**FRAGMENTO PROPORCIONADO**.
----

Cuando los
sistemas de seguridad no existen
Ángel Juárez Masares
Hay momentos en que uno
se detiene y observa su propia vida desde el palco más alto y lejano del
escenario. Desde allí, a distancia prudencial de las damas
vestidas para la ocasión, el anonimato y la penumbra permiten una visión más clara de los
diferentes personajes que le ha tocado representar a lo largo de la existencia.
Entonces –como esta
noche- el telón de la memoria se levanta y me veo a la izquierda de la escena
vestido con un saco blanco, pantalón negro, moño de igual color, y las manos
caídas al costado del cuerpo. En el centro, varios hombres sentados en cómodos
sillones conversan y ríen. Uno de ellos ha puesto una pistola automática sobre
una silla pequeña. Me ignoran. Yo espero.
La obra está ambientada
en el Ministerio de Bienestar Social de Buenos Aires. Es lunes 1º de julio de
1974, y exactamente a las 14:10, María Estela Martínez de Perón –en ejercicio
de la presidencia desde el sábado 29 de junio- anuncia a todo el país el
fallecimiento del teniente general Juan Domingo Perón. Poco después se conocerá
el parte médico en que los doctores Pedro Cossio, Jorge Taiana, Domingo Liotta
y Pedro Eladio Vázquez certifican las causas de la muerte de Perón. Dice así:
“El señor teniente general Juan Domingo Perón ha padecido una cardiopatía
isquémica crónica con insuficiencia cardíaca, episodios de disritmia cardíaca e
insuficiencia renal crónica, estabilizadas con el tratamiento médico. En los
recientes días sufrió agravación de las anteriores enfermedades como
consecuencia de una broncopatía infecciosa. El día 1º de julio, a las 10.25, se
produjo un paro cardíaco del que se logró reanimarlo, para luego repetirse el
paro sin obtener éxito todos los medios de reanimación de que actualmente la
medicina dispone. El teniente general Juan Domingo Perón falleció a las 13.15” .

----

**LOS DATOS**.

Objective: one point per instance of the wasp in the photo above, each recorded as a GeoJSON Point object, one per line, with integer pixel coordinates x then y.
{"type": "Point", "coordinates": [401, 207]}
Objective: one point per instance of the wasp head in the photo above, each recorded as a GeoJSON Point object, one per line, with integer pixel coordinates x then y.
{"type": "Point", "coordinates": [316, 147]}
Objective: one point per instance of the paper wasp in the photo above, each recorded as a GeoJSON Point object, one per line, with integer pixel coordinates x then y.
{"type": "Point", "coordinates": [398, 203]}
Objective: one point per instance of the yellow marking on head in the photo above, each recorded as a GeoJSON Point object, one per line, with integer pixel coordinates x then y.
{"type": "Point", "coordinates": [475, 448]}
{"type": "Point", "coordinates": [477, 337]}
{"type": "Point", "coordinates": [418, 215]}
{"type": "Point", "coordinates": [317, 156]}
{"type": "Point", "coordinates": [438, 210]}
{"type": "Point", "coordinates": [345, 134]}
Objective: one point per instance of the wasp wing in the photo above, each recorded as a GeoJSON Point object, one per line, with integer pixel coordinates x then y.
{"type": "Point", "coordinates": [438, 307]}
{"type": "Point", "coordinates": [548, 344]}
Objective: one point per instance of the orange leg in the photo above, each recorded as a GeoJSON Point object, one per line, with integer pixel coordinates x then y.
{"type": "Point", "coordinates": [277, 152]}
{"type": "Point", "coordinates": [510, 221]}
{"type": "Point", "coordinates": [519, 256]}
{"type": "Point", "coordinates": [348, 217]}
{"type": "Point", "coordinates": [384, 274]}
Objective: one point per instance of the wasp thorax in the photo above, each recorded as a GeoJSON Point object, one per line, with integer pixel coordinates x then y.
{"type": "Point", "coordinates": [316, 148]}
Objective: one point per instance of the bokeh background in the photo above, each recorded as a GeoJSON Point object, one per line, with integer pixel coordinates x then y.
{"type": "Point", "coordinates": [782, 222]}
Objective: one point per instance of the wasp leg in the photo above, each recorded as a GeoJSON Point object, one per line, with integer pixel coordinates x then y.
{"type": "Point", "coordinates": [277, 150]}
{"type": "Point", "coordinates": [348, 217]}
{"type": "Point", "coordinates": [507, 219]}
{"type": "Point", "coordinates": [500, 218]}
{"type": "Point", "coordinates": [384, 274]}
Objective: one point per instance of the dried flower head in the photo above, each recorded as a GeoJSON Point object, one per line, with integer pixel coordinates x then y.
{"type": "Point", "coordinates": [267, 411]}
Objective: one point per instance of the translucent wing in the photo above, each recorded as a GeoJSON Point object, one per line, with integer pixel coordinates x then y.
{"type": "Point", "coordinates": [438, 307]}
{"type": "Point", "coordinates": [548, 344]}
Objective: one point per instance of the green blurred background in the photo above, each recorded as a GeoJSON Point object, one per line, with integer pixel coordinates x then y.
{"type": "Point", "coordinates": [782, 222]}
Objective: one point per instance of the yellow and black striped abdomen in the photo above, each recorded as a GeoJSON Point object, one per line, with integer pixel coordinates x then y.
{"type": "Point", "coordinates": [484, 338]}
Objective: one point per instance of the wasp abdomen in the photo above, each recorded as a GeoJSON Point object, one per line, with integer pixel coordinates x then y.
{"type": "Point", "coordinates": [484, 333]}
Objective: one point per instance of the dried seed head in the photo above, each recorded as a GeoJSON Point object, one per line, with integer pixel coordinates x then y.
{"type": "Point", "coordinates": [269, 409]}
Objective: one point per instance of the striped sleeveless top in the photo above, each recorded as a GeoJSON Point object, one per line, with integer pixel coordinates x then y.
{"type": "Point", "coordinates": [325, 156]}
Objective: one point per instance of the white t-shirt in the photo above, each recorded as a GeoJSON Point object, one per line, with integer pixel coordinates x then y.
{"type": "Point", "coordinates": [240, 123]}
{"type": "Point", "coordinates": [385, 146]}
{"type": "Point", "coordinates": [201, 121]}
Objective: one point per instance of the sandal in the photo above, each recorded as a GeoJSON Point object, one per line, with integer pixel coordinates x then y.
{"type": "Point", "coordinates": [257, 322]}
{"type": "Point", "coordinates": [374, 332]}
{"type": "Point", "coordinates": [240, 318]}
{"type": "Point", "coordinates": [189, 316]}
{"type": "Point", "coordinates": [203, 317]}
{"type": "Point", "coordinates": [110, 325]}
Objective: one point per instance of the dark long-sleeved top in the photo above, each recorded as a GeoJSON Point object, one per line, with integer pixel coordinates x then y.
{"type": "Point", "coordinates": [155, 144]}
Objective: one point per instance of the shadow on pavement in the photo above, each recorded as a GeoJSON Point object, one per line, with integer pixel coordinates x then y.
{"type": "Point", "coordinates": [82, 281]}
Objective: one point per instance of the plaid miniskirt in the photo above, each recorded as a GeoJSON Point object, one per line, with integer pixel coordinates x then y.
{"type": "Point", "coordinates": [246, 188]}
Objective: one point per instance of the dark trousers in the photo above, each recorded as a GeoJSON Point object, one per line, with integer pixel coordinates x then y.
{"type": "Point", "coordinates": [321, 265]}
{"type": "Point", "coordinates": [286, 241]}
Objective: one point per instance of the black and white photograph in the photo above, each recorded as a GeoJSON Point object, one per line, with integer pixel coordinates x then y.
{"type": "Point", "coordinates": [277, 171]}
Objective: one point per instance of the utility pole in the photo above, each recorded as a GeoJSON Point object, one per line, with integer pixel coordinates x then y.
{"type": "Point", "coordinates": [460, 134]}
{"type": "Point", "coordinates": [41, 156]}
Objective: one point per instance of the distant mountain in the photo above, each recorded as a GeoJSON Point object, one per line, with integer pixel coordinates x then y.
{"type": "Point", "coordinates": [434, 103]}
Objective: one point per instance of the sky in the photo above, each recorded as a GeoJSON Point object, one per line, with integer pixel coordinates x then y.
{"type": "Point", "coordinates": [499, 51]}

----

**INSTRUCCIONES DE TRABAJO**.
1 > Según el fragmento proporcionado, ¿a qué hora falleció Juan Domingo Perón de acuerdo con el parte médico?
2 > Imprime sin ningún cambio la parte del fragmento proporcionado que comienza con "Entonces –como esta" y continúa hasta "ignoran. Yo espero.".

**RESPUESTAS EN ORDEN**.
1 > A las 13.15.

2 >
Entonces –como esta
noche- el telón de la memoria se levanta y me veo a la izquierda de la escena
vestido con un saco blanco, pantalón negro, moño de igual color, y las manos
caídas al costado del cuerpo. En el centro, varios hombres sentados en cómodos
sillones conversan y ríen. Uno de ellos ha puesto una pistola automática sobre
una silla pequeña. Me ignoran. Yo espero.